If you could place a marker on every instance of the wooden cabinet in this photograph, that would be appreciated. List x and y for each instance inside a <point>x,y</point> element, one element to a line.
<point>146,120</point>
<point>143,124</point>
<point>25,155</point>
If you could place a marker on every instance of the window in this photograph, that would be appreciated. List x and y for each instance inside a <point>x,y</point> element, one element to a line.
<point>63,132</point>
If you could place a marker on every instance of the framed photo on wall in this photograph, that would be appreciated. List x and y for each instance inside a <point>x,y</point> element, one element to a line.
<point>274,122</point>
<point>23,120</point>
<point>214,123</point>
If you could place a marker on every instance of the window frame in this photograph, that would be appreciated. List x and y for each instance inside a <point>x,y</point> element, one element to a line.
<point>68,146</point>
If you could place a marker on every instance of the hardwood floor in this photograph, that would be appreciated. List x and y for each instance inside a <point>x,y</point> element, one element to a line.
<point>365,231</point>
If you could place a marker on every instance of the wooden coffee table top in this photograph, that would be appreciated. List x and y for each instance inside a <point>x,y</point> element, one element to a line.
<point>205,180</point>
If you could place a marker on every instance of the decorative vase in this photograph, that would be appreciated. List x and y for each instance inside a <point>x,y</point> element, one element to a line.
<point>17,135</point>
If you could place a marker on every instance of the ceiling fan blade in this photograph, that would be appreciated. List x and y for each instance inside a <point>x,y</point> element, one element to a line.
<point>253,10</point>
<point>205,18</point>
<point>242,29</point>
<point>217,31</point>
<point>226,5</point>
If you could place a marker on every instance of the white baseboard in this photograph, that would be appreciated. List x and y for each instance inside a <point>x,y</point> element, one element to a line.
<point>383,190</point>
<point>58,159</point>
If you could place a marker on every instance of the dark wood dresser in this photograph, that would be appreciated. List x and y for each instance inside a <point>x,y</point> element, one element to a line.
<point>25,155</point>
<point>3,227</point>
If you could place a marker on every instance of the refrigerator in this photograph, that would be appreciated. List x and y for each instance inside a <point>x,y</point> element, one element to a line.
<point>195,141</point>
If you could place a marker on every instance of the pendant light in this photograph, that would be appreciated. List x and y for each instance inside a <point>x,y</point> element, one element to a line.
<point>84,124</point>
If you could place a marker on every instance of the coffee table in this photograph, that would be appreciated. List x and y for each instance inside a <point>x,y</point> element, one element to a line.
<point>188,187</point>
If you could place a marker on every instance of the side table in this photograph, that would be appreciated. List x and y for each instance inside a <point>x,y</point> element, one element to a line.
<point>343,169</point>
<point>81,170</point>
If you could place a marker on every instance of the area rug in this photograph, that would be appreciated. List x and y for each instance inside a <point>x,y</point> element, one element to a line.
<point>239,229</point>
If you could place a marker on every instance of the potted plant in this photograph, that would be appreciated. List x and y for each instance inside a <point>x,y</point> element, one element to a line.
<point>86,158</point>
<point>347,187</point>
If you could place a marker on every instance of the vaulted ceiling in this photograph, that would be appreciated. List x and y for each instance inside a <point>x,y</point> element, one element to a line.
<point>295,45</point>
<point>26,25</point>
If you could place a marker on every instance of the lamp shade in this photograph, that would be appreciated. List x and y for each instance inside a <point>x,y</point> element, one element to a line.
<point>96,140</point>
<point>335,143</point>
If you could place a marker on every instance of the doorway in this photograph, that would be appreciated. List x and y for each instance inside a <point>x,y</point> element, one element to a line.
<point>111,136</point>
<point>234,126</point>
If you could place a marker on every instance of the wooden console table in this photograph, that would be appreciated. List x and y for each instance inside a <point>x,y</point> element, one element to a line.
========================================================================
# Work instructions
Edit the rows above so that "one element to a line" becomes "one element per line" everywhere, with nothing else changed.

# Answer in full
If you could place a marker on every instance of the wooden cabinet in this photograph, that would be appreciated. List x and y for each instance inside a <point>x,y</point> element, one element per line.
<point>146,120</point>
<point>143,124</point>
<point>25,155</point>
If you could place a marker on every instance of the window in this photograph, that would be appreciated. List x and y for each instance inside a <point>x,y</point> element, one element per line.
<point>63,132</point>
If you could place a marker on every instance of the framed photo on wall in this photograph, that would be appreciated. List x and y for each instance inside a <point>x,y</point> element, one element per line.
<point>274,122</point>
<point>23,120</point>
<point>214,123</point>
If you could place a marker on every instance of the window frame in this photograph, that would be appreciated. List x and y for each instance inside a <point>x,y</point> element, one element per line.
<point>68,146</point>
If you could place a marker on every instance of the hardwood floor in this photograph, that would be appreciated. List x and y for each instance inside a <point>x,y</point> element, one element per line.
<point>365,231</point>
If you could place a marker on every instance of the wooden coffee table top in this photograph, that would be appreciated. List x and y for each instance inside a <point>x,y</point> element, one element per line.
<point>205,180</point>
If you could place a marker on every instance of the decorative vase in this photograph, that would be appreciated. List x and y for each instance inside a <point>x,y</point> element, one element per line.
<point>17,135</point>
If you could place a marker on every instance of the ceiling fan blade in this photograph, that would be appreciated. List x and y for each instance inside a <point>x,y</point> element, one element per line.
<point>253,10</point>
<point>205,18</point>
<point>242,29</point>
<point>217,31</point>
<point>226,5</point>
If you could place a marker on every instance of the white baseboard in this photograph, that would be appreciated. List x and y for each instance inside a <point>x,y</point> element, one element per line.
<point>383,190</point>
<point>58,159</point>
If you could place a marker on every instance of the dark wood dresser in this photograph, that would be appreciated. List x and y for each instance inside a <point>x,y</point> element, one element per line.
<point>25,155</point>
<point>3,227</point>
If you could place a marker on every instance of the refrigerator in this photograph, that would be appreciated. List x and y for each instance inside a <point>x,y</point> element, one element per line.
<point>195,141</point>
If you could place a marker on every instance of the pendant light in this photograph, that would be appreciated. List x and y for each instance inside a <point>x,y</point> element, one element per line.
<point>84,124</point>
If you could place a marker on every instance of the coffee table in this photograph, that would be appreciated. List x and y for each instance inside a <point>x,y</point> element, one element per line.
<point>188,187</point>
If you could place a marker on every instance of the side table in this photograph, that would be appreciated. List x and y for each instance inside a <point>x,y</point> element, one element per line.
<point>343,169</point>
<point>81,170</point>
If you could place a marker on every instance of the area rug in this photograph, that would be appreciated. List x and y for each instance inside a <point>x,y</point> element, one element per line.
<point>239,229</point>
If you could place a marker on every instance of the potted plant in this photograph, that would be appreciated. List x and y for each instance inside a <point>x,y</point> element, one element per line.
<point>86,158</point>
<point>347,187</point>
If you could place a marker on every instance of the vaulted ceiling in this photograph, that would be appreciated. List x and y for each instance inside a <point>x,y</point> element, one element per line.
<point>295,45</point>
<point>26,25</point>
If you could place a marker on every instance of the lamp shade in this photograph, that would be appreciated. List x and y for each instance inside a <point>x,y</point> element, one element per line.
<point>96,140</point>
<point>335,143</point>
If you could place a marker on every instance of the doorway in this photograph, that would be appreciated. List x and y for each instance inside a <point>x,y</point> element, one element per line.
<point>111,136</point>
<point>234,126</point>
If you could place a marker on every instance of the wooden console table in this photograph, that would be appreciated. List x and y for each instance inside a <point>x,y</point> element, one element per line.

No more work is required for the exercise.